Everyone says I love you
Plumes de cheval (1932) de Norman Z. McLeod avec Groucho, Chico, Harpo et Zeppo Marx
Quatrième long-métrage des Marx brothers et le deuxième qu’ils tournèrent sous la direction de Norman Z McLeod, Plumes de cheval marque sans doute une sorte d’apogée du comique marxien qui se poursuivra d’ailleurs avec le film suivant Soupe au canard (sans doute leur chef-d’œuvre). Jamais le délire de la famille n’a autant confiné au surréalisme : Harpo n’hésitant pas à sortir de son paletot légendaire un petit cochon ou un poisson-scie tandis que Chico explique à Groucho, avec sa verve italianisante, qu’il a préféré se débarrasser de sa voiture plutôt que de son chauffeur (« j’avais besoin d’un chauffeur pour aller au travail » « Oui, mais comment faites-vous pour aller au travail si vous n’avez plus de voiture ? » « Je n’ai pas de travail »…)
Dès le départ, le ton est donné : Groucho est nommé recteur de l’université de Huxley (rien que ça !) et son premier discours n’est tendre ni pour les vieux barbons de la vénérable institution qui l’entourent, ni pour les étudiants avachis. Parmi ceux-ci, son propre fils (Zeppo !) qui traîne dans ses études depuis qu’il fréquente une charmante veuve (« A ton âge, j’avais déjà fais trois universités et fréquenté trois veuves » lui assène son père avec rudesse).
L’objet du film est tout simple : conscient des vrais raisons d’être de l’université, Groucho va tenter de trouver deux bons joueurs de football américain pour qu’Huxley batte l’équipe adverse. Comme lesdits joueurs seront débauchés par les adversaires, Chico et Harpo seront engagés après une série de quiproquos.
Comme toujours, l’intrigue compte moins que la teneur en folie de l’ensemble de l’entreprise. Cette fois, les Marx ont bel et bien trouvé leur rythme de croisière : le film est court (un peu plus d’une heure), sans temps morts et il n’est plus question de « théâtre filmé ».

*****

**ÉNONCÉ 1:** Comptez les lignes des enregistrements ci-dessous qui contiennent la chaîne « rough », en tenant compte de la casse. Donnez uniquement ce nombre.
**ÉNONCÉ 2:** Reprenez le fil de la critique de Plumes de cheval et poursuivez-la à partir de sa dernière phrase.

*****

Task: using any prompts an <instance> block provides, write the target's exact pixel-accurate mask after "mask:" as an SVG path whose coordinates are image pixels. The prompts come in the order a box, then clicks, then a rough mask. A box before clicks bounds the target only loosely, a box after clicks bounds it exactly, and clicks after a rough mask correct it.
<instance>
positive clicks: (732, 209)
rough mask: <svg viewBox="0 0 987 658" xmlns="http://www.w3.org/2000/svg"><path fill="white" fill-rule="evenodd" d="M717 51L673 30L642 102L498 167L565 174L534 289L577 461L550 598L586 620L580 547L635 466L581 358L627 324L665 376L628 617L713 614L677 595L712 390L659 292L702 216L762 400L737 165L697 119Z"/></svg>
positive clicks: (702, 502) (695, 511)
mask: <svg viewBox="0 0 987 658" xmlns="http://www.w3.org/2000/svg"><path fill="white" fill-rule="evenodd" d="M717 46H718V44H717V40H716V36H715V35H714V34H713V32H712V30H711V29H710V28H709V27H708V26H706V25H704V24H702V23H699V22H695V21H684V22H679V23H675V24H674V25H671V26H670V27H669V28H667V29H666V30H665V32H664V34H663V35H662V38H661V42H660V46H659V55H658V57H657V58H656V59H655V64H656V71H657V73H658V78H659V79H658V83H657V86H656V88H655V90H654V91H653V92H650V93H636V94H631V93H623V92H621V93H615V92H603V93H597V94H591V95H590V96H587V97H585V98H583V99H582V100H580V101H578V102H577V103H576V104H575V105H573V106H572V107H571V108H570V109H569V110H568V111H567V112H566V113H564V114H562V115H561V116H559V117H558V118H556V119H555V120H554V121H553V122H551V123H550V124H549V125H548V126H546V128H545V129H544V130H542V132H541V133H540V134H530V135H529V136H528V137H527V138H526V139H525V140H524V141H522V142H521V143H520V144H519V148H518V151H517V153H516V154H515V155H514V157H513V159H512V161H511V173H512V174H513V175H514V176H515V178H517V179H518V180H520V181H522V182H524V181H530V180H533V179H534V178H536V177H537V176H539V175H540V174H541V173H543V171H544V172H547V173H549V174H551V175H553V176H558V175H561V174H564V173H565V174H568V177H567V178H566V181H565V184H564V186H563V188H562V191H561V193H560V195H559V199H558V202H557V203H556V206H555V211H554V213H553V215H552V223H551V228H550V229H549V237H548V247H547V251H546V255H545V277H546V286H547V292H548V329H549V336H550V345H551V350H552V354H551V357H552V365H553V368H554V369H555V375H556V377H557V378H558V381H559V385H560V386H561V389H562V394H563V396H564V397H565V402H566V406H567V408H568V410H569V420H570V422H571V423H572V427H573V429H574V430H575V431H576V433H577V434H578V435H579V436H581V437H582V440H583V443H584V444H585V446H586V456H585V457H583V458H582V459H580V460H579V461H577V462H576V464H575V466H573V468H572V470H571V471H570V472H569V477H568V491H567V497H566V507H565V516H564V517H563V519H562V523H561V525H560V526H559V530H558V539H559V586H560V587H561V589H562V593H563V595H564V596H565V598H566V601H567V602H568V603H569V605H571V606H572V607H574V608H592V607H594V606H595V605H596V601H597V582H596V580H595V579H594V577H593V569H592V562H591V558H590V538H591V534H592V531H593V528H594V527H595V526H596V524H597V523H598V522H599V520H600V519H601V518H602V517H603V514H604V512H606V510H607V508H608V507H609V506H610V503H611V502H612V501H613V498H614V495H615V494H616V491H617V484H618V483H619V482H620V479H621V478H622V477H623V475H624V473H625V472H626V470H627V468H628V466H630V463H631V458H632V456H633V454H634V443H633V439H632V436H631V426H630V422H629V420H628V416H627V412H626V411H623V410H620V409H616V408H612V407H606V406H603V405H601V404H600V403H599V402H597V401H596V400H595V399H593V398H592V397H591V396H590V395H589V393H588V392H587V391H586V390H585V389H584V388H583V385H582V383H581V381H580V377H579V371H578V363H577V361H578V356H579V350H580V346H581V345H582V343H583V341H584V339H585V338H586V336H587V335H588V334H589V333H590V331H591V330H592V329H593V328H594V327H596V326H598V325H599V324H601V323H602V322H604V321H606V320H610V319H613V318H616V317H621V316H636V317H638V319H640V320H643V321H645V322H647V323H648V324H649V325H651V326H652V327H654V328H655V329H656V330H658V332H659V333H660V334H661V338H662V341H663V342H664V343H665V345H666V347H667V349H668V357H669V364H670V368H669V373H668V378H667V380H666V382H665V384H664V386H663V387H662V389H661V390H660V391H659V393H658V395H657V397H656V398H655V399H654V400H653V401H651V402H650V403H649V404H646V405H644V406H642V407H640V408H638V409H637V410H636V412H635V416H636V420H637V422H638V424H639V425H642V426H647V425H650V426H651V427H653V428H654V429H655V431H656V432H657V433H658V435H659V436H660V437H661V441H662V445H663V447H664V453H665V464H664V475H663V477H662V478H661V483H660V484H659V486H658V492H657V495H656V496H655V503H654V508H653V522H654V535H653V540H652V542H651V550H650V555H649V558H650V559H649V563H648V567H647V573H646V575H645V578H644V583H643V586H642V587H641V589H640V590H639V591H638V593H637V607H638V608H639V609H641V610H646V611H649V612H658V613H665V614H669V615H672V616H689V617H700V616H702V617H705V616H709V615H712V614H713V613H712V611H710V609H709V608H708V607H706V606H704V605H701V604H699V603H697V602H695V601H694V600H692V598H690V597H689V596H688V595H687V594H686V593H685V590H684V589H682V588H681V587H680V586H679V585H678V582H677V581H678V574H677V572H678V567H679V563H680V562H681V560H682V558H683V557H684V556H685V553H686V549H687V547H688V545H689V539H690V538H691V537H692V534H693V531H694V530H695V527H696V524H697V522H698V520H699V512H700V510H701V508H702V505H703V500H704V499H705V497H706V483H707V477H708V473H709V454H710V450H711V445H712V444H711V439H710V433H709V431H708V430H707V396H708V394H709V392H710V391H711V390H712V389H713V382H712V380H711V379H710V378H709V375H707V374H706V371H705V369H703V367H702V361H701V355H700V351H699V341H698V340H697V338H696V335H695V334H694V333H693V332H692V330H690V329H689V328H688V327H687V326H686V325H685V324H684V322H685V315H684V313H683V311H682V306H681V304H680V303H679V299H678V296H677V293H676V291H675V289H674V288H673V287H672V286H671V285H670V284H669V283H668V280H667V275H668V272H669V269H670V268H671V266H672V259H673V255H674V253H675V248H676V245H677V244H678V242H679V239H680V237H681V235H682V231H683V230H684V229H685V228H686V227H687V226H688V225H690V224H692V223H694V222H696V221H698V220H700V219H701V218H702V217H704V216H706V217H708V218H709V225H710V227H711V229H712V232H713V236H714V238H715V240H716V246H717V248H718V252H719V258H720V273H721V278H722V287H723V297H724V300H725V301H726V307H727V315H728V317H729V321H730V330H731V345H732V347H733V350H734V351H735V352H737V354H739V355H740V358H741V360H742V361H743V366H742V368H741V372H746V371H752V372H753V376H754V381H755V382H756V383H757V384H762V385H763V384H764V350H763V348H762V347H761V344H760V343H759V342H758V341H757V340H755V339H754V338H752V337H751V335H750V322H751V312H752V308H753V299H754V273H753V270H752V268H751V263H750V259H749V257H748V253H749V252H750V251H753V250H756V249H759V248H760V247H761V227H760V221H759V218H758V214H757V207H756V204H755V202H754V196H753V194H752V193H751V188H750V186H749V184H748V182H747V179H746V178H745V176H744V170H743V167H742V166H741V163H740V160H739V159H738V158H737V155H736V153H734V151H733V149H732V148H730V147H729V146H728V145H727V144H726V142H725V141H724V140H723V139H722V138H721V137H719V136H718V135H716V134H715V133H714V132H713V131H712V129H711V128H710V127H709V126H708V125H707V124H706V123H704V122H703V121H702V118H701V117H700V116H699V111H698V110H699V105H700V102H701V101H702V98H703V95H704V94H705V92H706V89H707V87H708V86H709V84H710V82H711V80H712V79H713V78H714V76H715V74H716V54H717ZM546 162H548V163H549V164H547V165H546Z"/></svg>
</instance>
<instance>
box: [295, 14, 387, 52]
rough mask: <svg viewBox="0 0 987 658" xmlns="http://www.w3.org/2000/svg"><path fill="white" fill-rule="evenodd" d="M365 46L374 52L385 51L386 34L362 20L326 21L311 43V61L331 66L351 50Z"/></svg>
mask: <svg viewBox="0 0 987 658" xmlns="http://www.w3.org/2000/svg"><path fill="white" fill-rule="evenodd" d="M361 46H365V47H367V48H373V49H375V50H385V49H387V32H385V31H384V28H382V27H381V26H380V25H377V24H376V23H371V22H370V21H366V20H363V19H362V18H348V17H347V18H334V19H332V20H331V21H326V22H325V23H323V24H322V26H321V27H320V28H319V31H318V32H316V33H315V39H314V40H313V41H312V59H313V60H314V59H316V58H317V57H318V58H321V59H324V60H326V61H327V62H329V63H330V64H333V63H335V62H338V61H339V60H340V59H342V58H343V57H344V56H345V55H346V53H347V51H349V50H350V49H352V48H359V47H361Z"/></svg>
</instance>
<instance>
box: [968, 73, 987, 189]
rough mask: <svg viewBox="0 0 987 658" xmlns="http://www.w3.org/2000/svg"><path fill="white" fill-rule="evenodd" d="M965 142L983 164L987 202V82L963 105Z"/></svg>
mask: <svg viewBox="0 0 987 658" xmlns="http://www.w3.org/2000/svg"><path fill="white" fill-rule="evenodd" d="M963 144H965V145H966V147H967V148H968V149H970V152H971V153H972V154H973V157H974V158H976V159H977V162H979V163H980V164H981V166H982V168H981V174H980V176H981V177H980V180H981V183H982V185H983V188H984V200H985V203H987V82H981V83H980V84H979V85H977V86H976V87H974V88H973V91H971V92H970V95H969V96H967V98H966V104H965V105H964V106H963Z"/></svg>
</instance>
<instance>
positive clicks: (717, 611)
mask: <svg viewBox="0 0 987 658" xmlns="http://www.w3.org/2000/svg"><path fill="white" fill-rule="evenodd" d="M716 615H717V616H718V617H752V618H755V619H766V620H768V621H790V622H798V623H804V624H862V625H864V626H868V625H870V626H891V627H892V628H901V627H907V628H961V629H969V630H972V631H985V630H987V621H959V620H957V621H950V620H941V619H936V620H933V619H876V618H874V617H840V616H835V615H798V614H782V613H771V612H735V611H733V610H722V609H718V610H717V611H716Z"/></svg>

*****

**RÉPONSE 1:** 4

**RÉPONSE 2:**
La suite ? Un festival de gags où les quatre zigotos s’en donnent à cœur joie pour le plus grand plaisir d’un spectateur conquis.
Chez Groucho, on retrouve « ce don inné de retourner les mots, de les rincer et des les essorer, de leur faire signifier tout autre chose qu’à l’origine » (Robert Benayoun). Une fois de plus, son humour sardonique et nonsensique fait mouche à chaque fois (« Allez donc retrouvez votre femme ! Ou plutôt, non, c’est moi qui vais la retrouver : elle n’y verra rien sauf peut-être une légère amélioration ») et comme le dit encore Benayoun, ce qui distingue Groucho c’est une manière unique « d’assaisonner au poivre le propos le plus inoffensif » et « l’art de parler presque exclusivement par interruptions insolentes, ou par inversion sardonique d’une proposition simple ».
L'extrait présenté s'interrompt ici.